◆ DATA:
•••••

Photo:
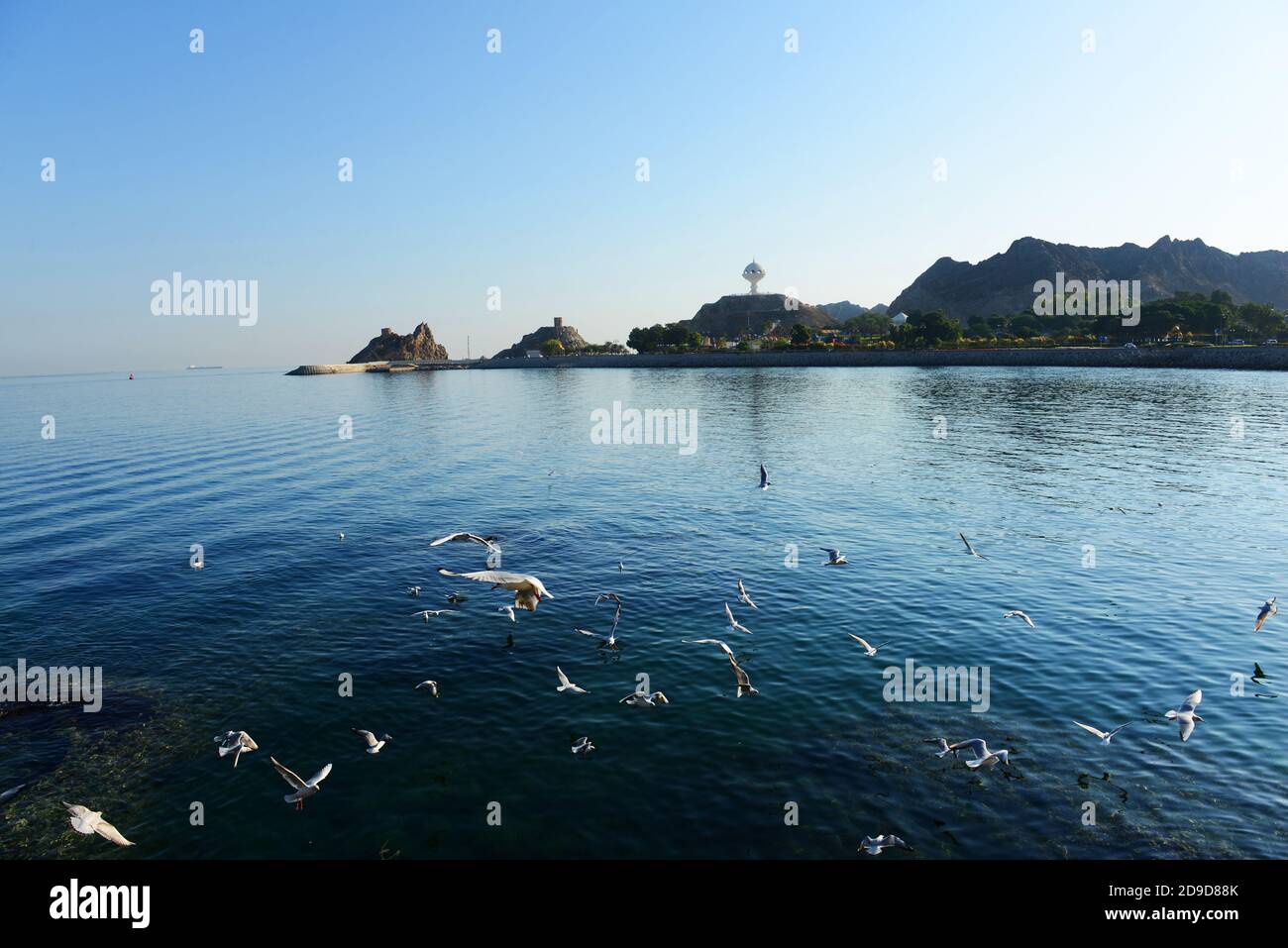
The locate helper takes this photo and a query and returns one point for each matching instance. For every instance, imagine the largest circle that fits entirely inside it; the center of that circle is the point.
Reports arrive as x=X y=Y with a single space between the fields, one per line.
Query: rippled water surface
x=95 y=528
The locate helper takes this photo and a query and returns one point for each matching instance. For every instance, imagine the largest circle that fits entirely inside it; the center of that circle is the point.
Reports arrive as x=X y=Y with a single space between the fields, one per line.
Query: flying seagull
x=1185 y=715
x=975 y=745
x=303 y=789
x=465 y=539
x=743 y=682
x=566 y=685
x=1106 y=737
x=734 y=625
x=373 y=743
x=235 y=742
x=610 y=639
x=89 y=822
x=528 y=590
x=990 y=760
x=709 y=642
x=426 y=613
x=874 y=846
x=1266 y=612
x=644 y=699
x=867 y=649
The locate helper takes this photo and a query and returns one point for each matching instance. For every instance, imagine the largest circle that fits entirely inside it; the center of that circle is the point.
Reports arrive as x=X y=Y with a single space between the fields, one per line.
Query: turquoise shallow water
x=95 y=527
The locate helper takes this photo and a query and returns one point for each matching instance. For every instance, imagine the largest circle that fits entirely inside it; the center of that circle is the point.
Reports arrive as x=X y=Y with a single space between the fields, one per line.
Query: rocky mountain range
x=1004 y=282
x=419 y=344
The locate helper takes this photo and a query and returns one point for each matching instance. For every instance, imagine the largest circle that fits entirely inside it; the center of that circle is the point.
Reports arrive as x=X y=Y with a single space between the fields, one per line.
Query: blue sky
x=518 y=168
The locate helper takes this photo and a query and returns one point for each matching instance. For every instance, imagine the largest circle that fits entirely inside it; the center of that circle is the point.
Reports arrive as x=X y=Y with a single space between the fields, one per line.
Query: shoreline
x=1249 y=359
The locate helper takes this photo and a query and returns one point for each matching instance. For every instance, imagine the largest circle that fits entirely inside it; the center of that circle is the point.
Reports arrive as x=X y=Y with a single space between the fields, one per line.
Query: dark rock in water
x=389 y=347
x=567 y=335
x=1004 y=282
x=739 y=314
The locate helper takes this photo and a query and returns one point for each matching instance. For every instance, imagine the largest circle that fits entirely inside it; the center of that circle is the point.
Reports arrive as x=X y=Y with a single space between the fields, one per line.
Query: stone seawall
x=1243 y=357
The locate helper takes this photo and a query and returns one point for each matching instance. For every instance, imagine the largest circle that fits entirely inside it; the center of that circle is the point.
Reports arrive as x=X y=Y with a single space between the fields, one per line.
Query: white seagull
x=566 y=685
x=709 y=642
x=610 y=639
x=89 y=822
x=734 y=625
x=426 y=613
x=374 y=745
x=1106 y=736
x=644 y=699
x=874 y=846
x=975 y=745
x=528 y=590
x=463 y=537
x=867 y=649
x=235 y=742
x=743 y=682
x=303 y=789
x=1185 y=715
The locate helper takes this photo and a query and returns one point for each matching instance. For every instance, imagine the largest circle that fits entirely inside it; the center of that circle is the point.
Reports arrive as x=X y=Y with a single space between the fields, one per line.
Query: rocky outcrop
x=417 y=346
x=532 y=342
x=741 y=314
x=1004 y=282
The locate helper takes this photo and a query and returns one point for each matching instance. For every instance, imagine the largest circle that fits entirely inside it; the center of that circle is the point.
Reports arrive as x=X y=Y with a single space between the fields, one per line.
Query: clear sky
x=518 y=168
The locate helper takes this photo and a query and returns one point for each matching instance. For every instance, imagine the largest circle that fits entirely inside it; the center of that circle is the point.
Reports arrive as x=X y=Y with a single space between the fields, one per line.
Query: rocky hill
x=1004 y=282
x=567 y=335
x=739 y=314
x=390 y=347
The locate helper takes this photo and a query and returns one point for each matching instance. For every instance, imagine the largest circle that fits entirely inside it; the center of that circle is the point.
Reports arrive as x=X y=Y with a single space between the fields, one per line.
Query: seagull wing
x=287 y=775
x=712 y=642
x=1098 y=732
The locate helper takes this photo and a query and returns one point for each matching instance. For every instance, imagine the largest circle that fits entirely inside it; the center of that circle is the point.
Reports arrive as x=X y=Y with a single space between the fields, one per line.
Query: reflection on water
x=1121 y=509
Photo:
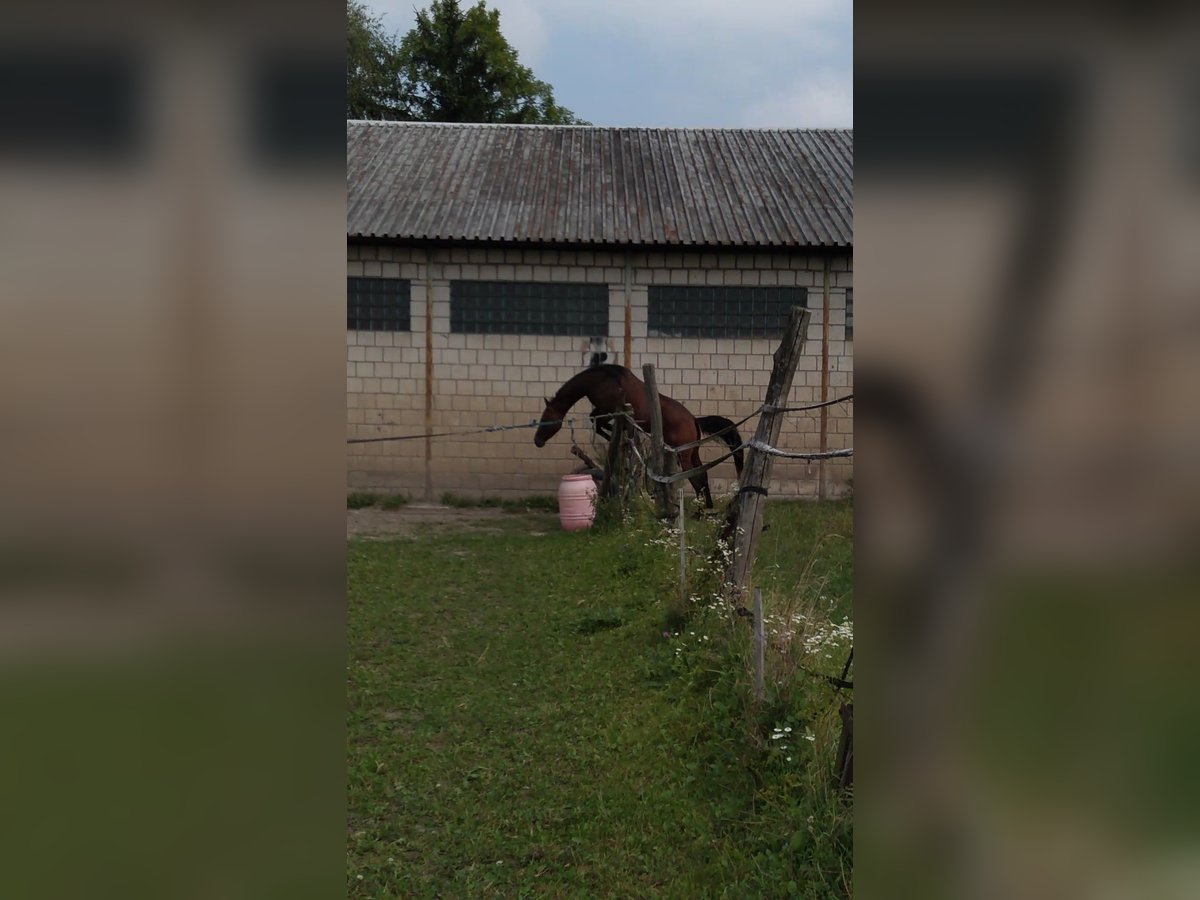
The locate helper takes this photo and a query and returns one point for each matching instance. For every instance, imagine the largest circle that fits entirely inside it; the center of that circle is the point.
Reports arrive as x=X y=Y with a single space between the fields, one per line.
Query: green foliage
x=373 y=88
x=454 y=66
x=461 y=69
x=534 y=503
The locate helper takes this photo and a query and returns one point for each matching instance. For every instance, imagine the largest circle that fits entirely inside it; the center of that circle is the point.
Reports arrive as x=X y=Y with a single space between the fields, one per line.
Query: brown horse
x=610 y=388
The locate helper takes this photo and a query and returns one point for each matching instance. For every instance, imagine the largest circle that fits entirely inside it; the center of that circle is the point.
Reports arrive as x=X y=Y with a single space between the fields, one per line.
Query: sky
x=682 y=63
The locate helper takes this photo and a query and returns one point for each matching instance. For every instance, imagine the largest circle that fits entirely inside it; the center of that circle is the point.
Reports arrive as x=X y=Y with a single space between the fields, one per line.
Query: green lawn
x=520 y=725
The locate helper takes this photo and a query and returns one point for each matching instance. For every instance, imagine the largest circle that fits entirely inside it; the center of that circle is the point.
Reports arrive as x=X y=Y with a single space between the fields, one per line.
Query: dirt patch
x=415 y=519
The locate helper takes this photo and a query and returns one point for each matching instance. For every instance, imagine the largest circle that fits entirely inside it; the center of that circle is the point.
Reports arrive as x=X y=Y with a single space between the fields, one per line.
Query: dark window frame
x=377 y=304
x=730 y=311
x=557 y=309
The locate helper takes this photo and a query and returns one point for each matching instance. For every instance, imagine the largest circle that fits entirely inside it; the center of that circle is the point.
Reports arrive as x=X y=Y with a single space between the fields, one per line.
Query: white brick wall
x=499 y=379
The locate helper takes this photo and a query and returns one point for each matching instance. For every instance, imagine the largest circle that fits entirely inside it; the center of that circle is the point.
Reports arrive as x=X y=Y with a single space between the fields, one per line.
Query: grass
x=534 y=503
x=523 y=721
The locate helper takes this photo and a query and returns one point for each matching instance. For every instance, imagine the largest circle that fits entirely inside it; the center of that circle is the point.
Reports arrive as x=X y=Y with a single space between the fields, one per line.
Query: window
x=377 y=304
x=521 y=307
x=721 y=311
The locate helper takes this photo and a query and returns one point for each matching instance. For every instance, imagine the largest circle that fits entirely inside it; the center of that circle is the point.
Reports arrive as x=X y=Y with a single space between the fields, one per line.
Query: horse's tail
x=713 y=424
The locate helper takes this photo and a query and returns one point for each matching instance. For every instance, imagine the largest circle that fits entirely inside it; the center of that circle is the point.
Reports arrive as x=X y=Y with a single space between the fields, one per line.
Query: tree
x=373 y=87
x=454 y=66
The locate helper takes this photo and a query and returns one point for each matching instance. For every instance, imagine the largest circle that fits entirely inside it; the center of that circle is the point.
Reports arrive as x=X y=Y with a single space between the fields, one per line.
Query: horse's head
x=552 y=419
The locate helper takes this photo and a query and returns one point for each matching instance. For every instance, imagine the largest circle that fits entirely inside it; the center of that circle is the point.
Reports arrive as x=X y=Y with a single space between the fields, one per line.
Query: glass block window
x=377 y=304
x=721 y=311
x=525 y=307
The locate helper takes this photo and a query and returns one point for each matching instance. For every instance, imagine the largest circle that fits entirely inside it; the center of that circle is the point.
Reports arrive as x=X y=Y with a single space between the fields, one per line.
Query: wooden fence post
x=615 y=468
x=660 y=460
x=760 y=647
x=745 y=516
x=683 y=557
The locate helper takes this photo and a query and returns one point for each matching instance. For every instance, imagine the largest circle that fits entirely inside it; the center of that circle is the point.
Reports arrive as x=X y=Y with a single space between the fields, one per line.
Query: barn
x=486 y=264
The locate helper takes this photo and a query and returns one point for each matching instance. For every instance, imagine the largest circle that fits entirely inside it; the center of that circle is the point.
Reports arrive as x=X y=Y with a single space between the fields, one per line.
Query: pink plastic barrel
x=576 y=502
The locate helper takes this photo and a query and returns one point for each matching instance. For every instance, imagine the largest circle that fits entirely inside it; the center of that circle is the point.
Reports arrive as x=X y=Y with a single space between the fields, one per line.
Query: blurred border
x=1027 y=210
x=172 y=539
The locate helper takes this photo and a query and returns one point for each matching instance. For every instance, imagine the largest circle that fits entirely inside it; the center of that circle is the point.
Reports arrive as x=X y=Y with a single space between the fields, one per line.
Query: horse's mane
x=607 y=370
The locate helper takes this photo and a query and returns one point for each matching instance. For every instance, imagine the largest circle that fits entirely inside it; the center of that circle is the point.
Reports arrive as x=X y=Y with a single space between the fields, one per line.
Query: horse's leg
x=699 y=483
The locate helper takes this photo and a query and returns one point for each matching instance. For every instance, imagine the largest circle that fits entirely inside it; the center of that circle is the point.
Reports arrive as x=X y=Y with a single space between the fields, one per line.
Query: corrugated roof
x=597 y=185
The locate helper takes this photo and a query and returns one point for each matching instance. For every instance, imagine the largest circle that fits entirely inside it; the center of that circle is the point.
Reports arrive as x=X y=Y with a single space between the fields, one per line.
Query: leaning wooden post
x=615 y=460
x=660 y=461
x=683 y=557
x=760 y=647
x=747 y=509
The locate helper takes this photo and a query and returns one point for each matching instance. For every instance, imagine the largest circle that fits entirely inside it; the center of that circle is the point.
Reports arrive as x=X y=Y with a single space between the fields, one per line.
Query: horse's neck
x=585 y=384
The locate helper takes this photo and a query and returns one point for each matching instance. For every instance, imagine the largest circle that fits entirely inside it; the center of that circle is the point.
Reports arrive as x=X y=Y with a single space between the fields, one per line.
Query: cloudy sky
x=682 y=63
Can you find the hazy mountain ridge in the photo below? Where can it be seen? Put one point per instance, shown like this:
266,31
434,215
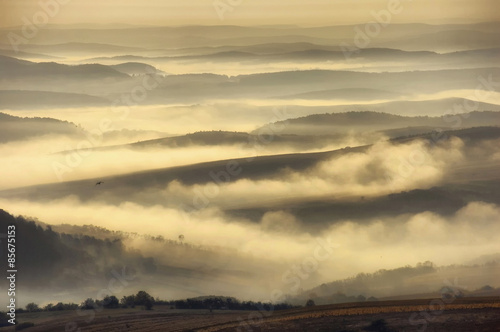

•••••

◆ TO DO:
Repeat the line that contains "Query: cloudy sky" and each line after it, through the last line of the listing, exactly and alone; pictures stay out of the repeat.

◆ RESULT OF THE EXERCISE:
Query: cloudy sky
x=682 y=63
Can you find the hazy mountain ridge in the photo below? Where can it be seen? Put one point per instance, shown like this:
266,31
434,215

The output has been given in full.